§ **Given request**
Retype, word for word, the part of the records below that opens with the line containing "the glass of" and closes with the line containing "Query: glass base", including both of those lines.

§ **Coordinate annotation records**

——

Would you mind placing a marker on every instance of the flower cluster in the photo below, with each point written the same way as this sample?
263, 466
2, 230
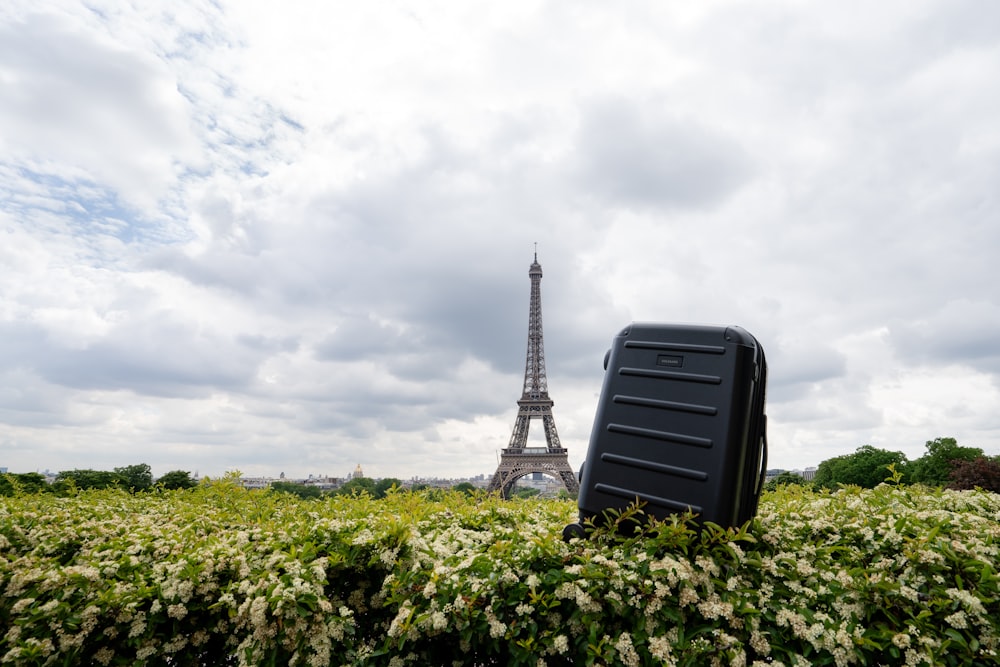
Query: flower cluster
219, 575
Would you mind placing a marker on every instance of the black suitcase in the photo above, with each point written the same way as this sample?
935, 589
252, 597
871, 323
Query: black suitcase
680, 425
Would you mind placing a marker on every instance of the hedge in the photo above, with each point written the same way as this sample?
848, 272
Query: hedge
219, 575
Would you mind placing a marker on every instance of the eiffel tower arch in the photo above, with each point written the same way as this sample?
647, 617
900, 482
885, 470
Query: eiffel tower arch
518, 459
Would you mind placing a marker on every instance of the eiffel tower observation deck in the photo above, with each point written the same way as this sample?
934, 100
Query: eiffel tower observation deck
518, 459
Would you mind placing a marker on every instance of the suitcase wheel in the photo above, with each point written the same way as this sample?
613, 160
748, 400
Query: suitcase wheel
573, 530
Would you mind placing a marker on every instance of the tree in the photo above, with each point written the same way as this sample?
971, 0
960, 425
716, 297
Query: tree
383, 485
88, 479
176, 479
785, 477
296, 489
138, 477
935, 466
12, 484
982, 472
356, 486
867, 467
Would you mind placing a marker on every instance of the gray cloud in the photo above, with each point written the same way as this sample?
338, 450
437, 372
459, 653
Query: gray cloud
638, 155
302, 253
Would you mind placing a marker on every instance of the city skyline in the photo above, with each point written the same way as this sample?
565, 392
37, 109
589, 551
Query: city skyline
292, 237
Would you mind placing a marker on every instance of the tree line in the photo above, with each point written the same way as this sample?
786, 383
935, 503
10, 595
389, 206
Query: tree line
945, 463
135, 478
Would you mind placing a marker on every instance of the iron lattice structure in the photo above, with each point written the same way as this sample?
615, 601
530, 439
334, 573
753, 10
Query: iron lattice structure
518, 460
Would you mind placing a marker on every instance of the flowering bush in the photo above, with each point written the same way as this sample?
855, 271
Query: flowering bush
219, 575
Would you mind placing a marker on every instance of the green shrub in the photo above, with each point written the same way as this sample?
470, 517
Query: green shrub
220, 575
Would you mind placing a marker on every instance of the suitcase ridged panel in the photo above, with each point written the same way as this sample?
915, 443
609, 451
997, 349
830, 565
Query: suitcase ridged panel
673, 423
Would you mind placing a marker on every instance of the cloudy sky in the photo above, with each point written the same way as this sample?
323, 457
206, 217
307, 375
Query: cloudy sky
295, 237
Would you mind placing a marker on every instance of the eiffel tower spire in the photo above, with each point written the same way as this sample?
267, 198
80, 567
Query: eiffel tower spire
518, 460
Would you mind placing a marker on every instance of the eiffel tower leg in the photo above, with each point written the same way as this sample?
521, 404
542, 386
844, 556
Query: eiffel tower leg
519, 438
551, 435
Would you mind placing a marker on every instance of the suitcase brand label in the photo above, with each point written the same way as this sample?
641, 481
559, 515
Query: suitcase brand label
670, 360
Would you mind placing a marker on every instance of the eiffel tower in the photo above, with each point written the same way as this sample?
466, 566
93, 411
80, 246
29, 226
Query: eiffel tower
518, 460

——

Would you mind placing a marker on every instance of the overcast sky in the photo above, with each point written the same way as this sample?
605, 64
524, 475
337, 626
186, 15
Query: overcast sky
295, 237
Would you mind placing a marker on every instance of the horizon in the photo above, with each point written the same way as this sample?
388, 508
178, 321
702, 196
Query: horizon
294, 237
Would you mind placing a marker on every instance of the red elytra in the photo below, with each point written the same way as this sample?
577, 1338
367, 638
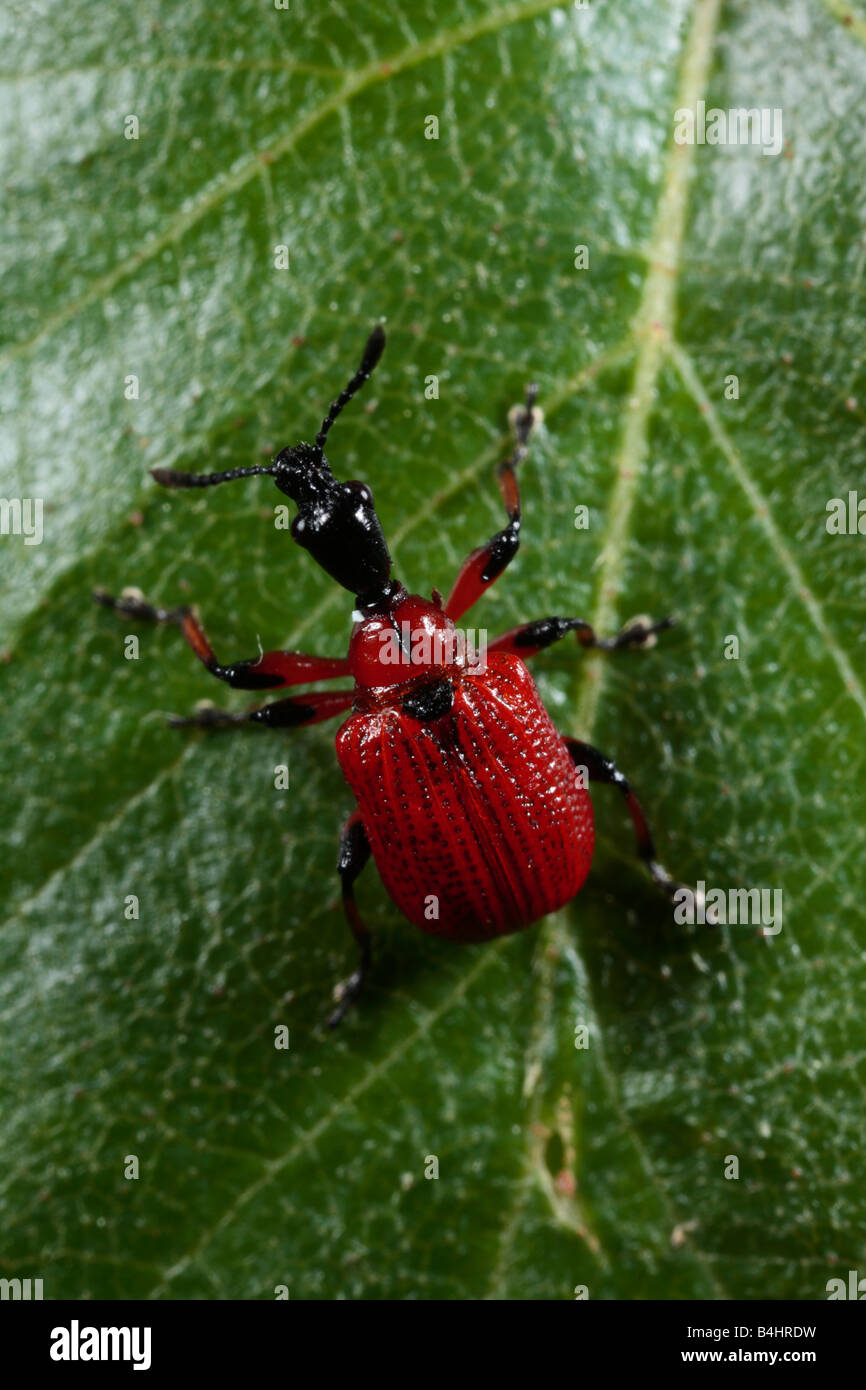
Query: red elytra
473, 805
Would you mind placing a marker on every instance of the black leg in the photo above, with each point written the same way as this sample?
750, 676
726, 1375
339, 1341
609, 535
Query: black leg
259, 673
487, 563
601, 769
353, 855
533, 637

——

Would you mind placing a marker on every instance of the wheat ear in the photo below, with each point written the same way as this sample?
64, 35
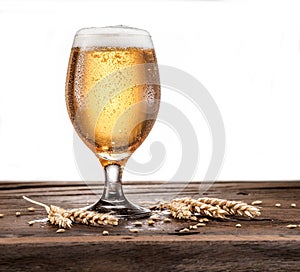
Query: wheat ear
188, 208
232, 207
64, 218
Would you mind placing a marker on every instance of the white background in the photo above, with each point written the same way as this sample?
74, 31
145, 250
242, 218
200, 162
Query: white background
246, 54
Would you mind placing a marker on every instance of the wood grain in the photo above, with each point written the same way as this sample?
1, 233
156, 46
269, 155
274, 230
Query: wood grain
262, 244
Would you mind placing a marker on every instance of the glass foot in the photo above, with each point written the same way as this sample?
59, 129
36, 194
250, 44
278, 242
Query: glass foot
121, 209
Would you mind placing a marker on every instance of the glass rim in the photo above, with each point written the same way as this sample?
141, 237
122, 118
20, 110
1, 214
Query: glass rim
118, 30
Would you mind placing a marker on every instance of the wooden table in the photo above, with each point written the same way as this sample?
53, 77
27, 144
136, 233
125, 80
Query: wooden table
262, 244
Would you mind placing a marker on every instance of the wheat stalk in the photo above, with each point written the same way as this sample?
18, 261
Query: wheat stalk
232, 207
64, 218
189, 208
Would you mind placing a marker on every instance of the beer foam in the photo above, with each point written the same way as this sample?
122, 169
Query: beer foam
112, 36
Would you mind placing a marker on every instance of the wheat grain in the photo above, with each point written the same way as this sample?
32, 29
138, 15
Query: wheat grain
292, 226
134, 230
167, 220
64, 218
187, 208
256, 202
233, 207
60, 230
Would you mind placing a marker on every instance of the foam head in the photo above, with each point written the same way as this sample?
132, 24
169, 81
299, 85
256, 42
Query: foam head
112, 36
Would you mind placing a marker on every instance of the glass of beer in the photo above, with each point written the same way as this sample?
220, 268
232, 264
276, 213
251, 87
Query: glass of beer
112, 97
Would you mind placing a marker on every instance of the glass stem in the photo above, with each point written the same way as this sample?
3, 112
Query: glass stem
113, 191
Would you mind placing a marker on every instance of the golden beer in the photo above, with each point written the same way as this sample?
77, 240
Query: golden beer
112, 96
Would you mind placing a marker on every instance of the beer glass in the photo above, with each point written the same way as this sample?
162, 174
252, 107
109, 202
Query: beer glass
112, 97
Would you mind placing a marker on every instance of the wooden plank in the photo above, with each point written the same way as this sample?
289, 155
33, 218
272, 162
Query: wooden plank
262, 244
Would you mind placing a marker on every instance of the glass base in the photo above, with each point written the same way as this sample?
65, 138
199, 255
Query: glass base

——

§ **Final result**
Would you mind placing a marker on every instance of the glass of beer in the photo above, with each point written the same way as this sample?
220, 268
232, 264
276, 213
251, 87
Query: glass of beer
112, 97
Would you mind placing a marker on every instance of the glass stem in the photo above, with each point written the same way as this sample?
3, 112
Query: glass stem
113, 191
Would you mind placing a marker on every instance of the golden beer in the photo above, with each point written the same way as this sample?
77, 240
Query: golden beer
112, 96
Would you mind placing a marker on every instance of the beer glass in the photo above, with each point written the same way as this sample?
162, 174
252, 107
109, 202
Query: beer glass
112, 97
Would you mind placing a marker on every instance of the wooden plank in the photo above, with each point written the same way as this sample?
289, 155
33, 218
272, 162
Query: wooden plank
262, 244
Would you mind placing a marker on every instance of the glass base in the photo above, with each point written the same way as this sample?
65, 138
199, 255
Query: glass base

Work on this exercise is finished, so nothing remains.